- [Work to do] Give every line back verbatim, dropping all images.

- [Task material]
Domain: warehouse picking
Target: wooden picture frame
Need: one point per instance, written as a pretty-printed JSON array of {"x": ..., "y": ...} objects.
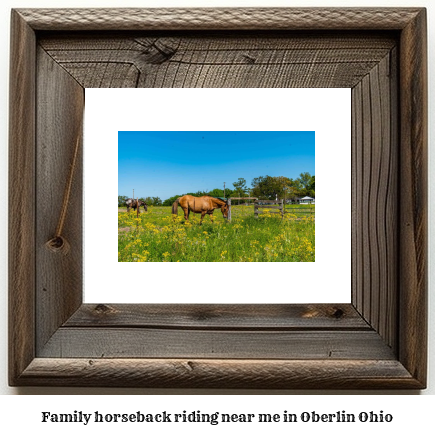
[{"x": 376, "y": 342}]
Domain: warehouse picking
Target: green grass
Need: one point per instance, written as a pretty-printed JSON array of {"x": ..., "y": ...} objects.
[{"x": 157, "y": 236}]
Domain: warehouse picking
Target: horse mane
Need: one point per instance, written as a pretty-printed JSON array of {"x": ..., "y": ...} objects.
[{"x": 218, "y": 198}]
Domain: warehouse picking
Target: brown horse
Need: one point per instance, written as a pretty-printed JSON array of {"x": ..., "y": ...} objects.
[{"x": 204, "y": 205}]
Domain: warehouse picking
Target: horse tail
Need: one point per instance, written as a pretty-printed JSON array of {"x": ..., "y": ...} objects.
[{"x": 175, "y": 206}]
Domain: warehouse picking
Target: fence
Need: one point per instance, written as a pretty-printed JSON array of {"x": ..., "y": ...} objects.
[{"x": 279, "y": 206}]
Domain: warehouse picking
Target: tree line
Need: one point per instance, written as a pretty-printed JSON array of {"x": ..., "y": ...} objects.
[{"x": 264, "y": 187}]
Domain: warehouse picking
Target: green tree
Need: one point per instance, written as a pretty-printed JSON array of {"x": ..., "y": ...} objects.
[
  {"x": 269, "y": 187},
  {"x": 240, "y": 187}
]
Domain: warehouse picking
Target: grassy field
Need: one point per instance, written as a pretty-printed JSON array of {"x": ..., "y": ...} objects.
[{"x": 157, "y": 236}]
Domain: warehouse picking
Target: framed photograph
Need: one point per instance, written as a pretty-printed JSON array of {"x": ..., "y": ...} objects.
[{"x": 60, "y": 335}]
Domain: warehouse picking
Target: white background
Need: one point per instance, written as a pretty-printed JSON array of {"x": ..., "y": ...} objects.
[
  {"x": 414, "y": 413},
  {"x": 325, "y": 111}
]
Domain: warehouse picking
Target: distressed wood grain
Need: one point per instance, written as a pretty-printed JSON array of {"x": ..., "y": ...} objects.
[{"x": 377, "y": 342}]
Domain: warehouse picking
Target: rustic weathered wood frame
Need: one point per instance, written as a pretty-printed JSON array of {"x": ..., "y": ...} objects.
[{"x": 377, "y": 341}]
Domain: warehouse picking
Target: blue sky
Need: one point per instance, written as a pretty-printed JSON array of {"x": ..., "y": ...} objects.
[{"x": 167, "y": 163}]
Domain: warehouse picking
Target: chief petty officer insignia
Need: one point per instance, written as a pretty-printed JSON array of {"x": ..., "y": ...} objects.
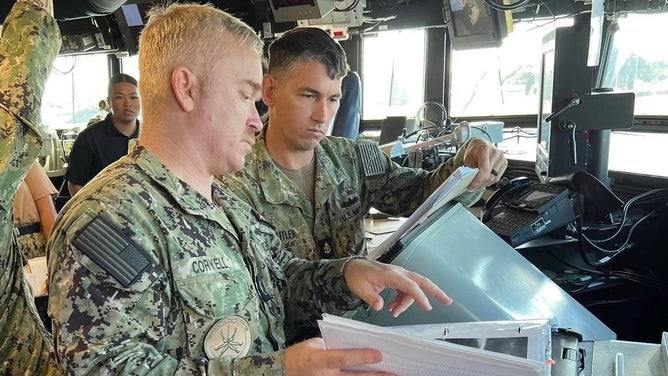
[{"x": 230, "y": 336}]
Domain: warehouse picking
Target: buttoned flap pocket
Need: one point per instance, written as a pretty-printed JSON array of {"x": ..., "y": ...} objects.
[
  {"x": 110, "y": 256},
  {"x": 218, "y": 294}
]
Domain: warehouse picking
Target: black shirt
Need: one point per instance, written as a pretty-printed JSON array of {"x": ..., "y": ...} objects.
[{"x": 95, "y": 148}]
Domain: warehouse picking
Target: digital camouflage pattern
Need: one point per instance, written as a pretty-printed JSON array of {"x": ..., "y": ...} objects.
[
  {"x": 344, "y": 193},
  {"x": 199, "y": 286},
  {"x": 29, "y": 44}
]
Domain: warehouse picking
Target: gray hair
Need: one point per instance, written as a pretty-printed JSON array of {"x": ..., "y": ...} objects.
[{"x": 187, "y": 35}]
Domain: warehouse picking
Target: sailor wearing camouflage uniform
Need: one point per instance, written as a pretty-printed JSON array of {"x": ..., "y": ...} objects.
[
  {"x": 316, "y": 189},
  {"x": 156, "y": 269},
  {"x": 352, "y": 177},
  {"x": 173, "y": 291},
  {"x": 29, "y": 44}
]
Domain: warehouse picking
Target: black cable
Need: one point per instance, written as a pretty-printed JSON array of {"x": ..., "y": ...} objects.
[{"x": 348, "y": 8}]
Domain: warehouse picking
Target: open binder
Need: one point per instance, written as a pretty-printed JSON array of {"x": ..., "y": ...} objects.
[
  {"x": 422, "y": 351},
  {"x": 452, "y": 187}
]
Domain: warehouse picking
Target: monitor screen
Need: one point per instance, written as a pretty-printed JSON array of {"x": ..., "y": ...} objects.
[
  {"x": 131, "y": 19},
  {"x": 297, "y": 10},
  {"x": 546, "y": 95},
  {"x": 564, "y": 75},
  {"x": 291, "y": 3},
  {"x": 473, "y": 24}
]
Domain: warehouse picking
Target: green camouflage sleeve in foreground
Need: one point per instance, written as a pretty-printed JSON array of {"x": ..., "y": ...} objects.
[
  {"x": 28, "y": 47},
  {"x": 401, "y": 190},
  {"x": 314, "y": 287}
]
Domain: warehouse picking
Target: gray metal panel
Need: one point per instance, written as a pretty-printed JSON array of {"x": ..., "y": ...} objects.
[{"x": 488, "y": 280}]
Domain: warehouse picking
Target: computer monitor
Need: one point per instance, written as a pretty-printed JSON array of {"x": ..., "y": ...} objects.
[
  {"x": 575, "y": 118},
  {"x": 564, "y": 74},
  {"x": 391, "y": 128},
  {"x": 296, "y": 10},
  {"x": 487, "y": 279},
  {"x": 474, "y": 24}
]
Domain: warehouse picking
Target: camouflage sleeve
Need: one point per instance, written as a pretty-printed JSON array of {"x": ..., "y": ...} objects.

- [Result of this task]
Domain: warehouse picking
Target: wooden picture frame
Need: one point per instance, written as a pretty-printed JSON array of {"x": ..., "y": ...} objects.
[{"x": 376, "y": 342}]
Domain: warehouse picking
Target: green grass
Need: one point per instance, written as a pretty-printed JSON array of {"x": ..., "y": ...} objects.
[{"x": 157, "y": 236}]
Domain: warehouse picking
Target: horse mane
Need: one point per instance, written as a pretty-printed JSON array of {"x": ..., "y": ...} objects.
[{"x": 218, "y": 198}]
Domain: warehouse picking
Target: brown horse
Need: one point per instance, written as a pretty-printed JSON array of {"x": ..., "y": ...} objects.
[{"x": 204, "y": 205}]
Domain: warehouse picking
Target: horse tail
Need: one point per instance, written as a pretty-printed JSON array of {"x": ..., "y": ...} objects.
[{"x": 175, "y": 206}]
Domain: warehouse picking
Target: fence
Need: one point per instance, written as a pretty-printed JSON array of {"x": ..., "y": ...} objects.
[{"x": 279, "y": 206}]
Domain: warehouse picking
Target: tree line
Need: one point per instance, written as a pretty-printed JSON array of {"x": ..., "y": ...} objects.
[{"x": 264, "y": 187}]
Domain: warehouse picking
Target: green tree
Need: one point per instance, written as a pretty-printed JSON array of {"x": ..., "y": ...} objects.
[
  {"x": 269, "y": 187},
  {"x": 240, "y": 187}
]
Domain: warehouse picking
Target: grassy field
Need: one point per instance, written as a pretty-printed JSON array of {"x": ..., "y": ...} objects.
[{"x": 157, "y": 236}]
Domain: warehouse picking
Target: framed photograph
Need: one point per instance, written as a pretty-printed JSON array of {"x": ..., "y": ...} objects.
[{"x": 60, "y": 335}]
Domain: warehouse picking
Target: white background
Need: one point per instance, written as a pretty-printed JSON array of {"x": ..., "y": ...} objects.
[
  {"x": 414, "y": 413},
  {"x": 325, "y": 111}
]
Domain: warehouse picking
Target: distressed wood grain
Need: one point per instance, written as a pretty-printed JSON array of {"x": ..., "y": ...} objects.
[{"x": 377, "y": 342}]
Domain: warehouse picking
Target: rustic weathered wood frame
Need: one point per instance, written as a pretty-printed JSON array of {"x": ..., "y": ...} objects.
[{"x": 377, "y": 341}]
Domain: warehouse picking
Target: blue sky
Need: one point per instance, written as a pretty-printed JSON array of {"x": ..., "y": ...} objects.
[{"x": 167, "y": 163}]
Domain: warehouse picking
Target: chief petty officer insignia
Need: one point per instance, written as a pretty-printed JSON array of {"x": ..., "y": ...} objects.
[{"x": 230, "y": 336}]
Domain: warehouse picking
Target: buttoned flap pocket
Need: one point per instance, written as a pretty-printed JSON array of {"x": ..., "y": ...} objects.
[
  {"x": 110, "y": 256},
  {"x": 218, "y": 294}
]
Domain: warehouse picking
Target: black shirt
Need: one point per instance, written as a pretty-printed JSON array of {"x": ..., "y": ...} objects.
[{"x": 95, "y": 148}]
Domain: warehouse picking
Target: digital camouflage pattern
Need: one point per instance, written as a pretty-printed JSON array of {"x": ..., "y": ...} objects.
[
  {"x": 344, "y": 193},
  {"x": 199, "y": 286},
  {"x": 29, "y": 44}
]
Domain: warehouse picking
Target: gray hair
Need: one point per instance, written as a pretty-printed JSON array of {"x": ..., "y": ...} objects.
[{"x": 187, "y": 35}]
Domain: warehouse picking
Target: sailor wearing camouflage uniform
Need: one point per instance, written as a pretty-printed JSON array of {"x": ..., "y": ...} objects.
[
  {"x": 316, "y": 189},
  {"x": 156, "y": 269},
  {"x": 352, "y": 177},
  {"x": 173, "y": 291},
  {"x": 29, "y": 44}
]
Domain: warehouse picking
Target: black cable
Need: one point per instance, written as a pretty-printed JSON array of {"x": ..., "y": ...} objects.
[{"x": 348, "y": 8}]
Domain: warehouse picking
Target: open binder
Need: one point per instance, written as a pretty-printed JSON array of {"x": ..., "y": ...} objects.
[
  {"x": 422, "y": 351},
  {"x": 452, "y": 187}
]
Domain: warehouse picking
Target: monitor screen
Need: one point per instance, written as a pretty-printed JSON array of {"x": ..., "y": ...} objects.
[
  {"x": 131, "y": 19},
  {"x": 297, "y": 10},
  {"x": 546, "y": 95},
  {"x": 564, "y": 75},
  {"x": 291, "y": 3},
  {"x": 473, "y": 24}
]
Domain: warehouse picking
Target: green camouflage sleeve in foreground
Need: one point per instance, written as a pretty-printed JSON array of {"x": ..., "y": ...} objects.
[
  {"x": 28, "y": 47},
  {"x": 401, "y": 190},
  {"x": 314, "y": 287}
]
Domain: warehouse picking
Target: gray metal panel
Need: one point per instance, written as a pretty-printed JSON array of {"x": ..., "y": ...} objects.
[{"x": 488, "y": 280}]
Domain: warehouse picking
Target: computer monitor
Need: one point per instance, written as a pretty-printed JSON array of {"x": ..., "y": ...} objects.
[
  {"x": 575, "y": 118},
  {"x": 564, "y": 74},
  {"x": 391, "y": 128},
  {"x": 296, "y": 10},
  {"x": 487, "y": 279},
  {"x": 474, "y": 24}
]
Domain: warehouse picking
Target: camouflage sleeve
Need: one point per instance, written as a pretty-printed JSON array of {"x": ..., "y": ...} objects.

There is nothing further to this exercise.